• [Description of the task] Read through the data and report every line in which the word "hoodie" occurs.

• [Point-per-instance localization data]
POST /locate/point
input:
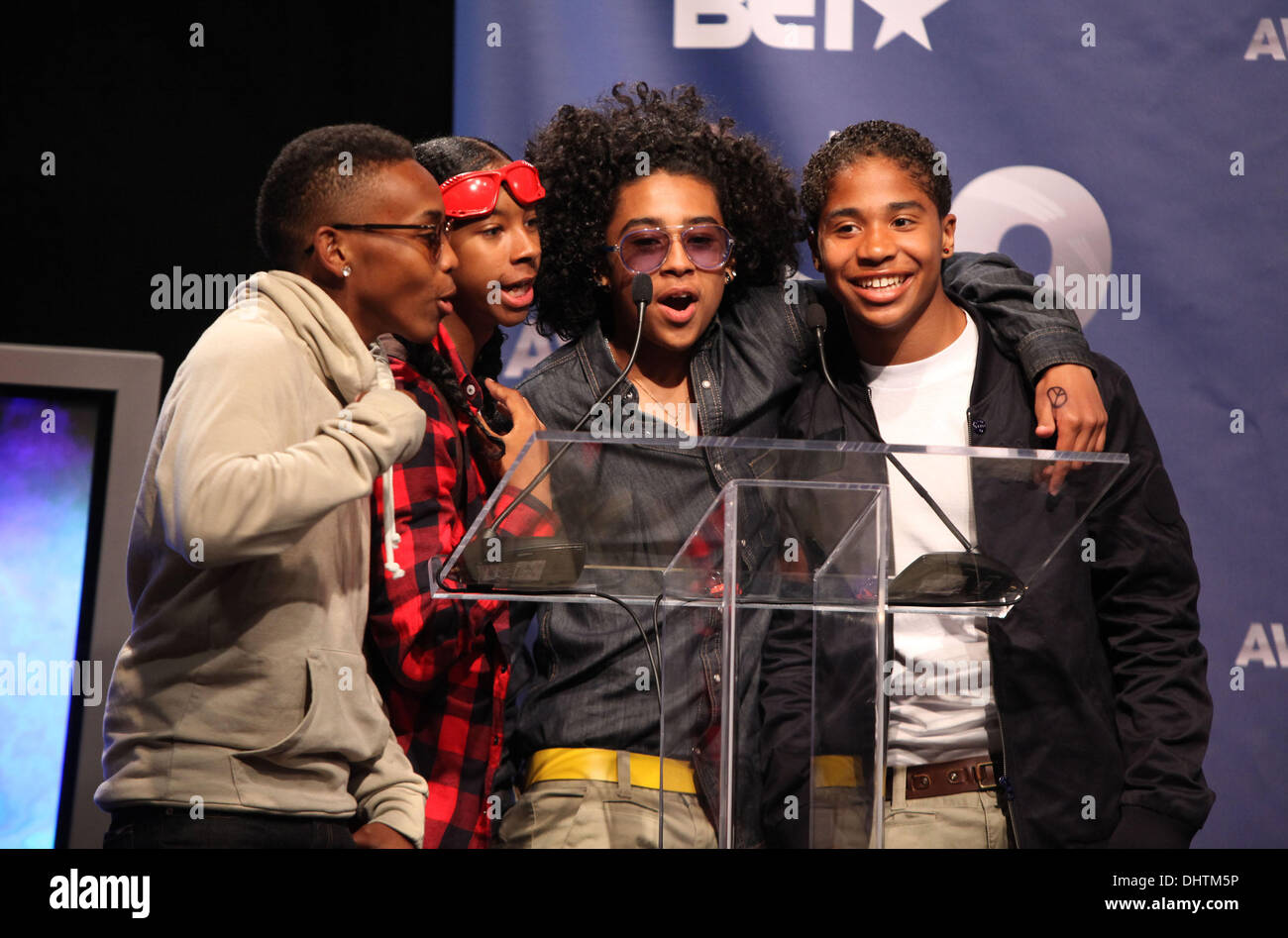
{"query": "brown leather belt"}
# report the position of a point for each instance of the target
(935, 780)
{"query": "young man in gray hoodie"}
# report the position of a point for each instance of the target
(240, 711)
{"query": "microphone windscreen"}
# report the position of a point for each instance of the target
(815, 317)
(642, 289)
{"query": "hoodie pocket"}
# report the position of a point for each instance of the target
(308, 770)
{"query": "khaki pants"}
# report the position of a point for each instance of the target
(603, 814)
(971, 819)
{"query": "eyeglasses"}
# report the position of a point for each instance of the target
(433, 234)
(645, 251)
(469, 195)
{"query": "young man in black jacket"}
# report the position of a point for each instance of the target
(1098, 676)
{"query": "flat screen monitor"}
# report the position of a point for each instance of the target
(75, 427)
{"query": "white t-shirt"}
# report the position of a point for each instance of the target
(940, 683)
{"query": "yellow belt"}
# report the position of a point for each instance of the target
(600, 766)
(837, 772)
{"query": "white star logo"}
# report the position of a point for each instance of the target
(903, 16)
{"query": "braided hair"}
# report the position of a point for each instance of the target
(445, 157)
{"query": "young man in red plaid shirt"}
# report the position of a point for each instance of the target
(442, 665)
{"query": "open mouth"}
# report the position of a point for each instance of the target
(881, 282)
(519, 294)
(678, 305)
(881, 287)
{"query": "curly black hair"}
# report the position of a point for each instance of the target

• [Solution to this exercise]
{"query": "young man in gray hoodie"}
{"query": "hoodie pocket"}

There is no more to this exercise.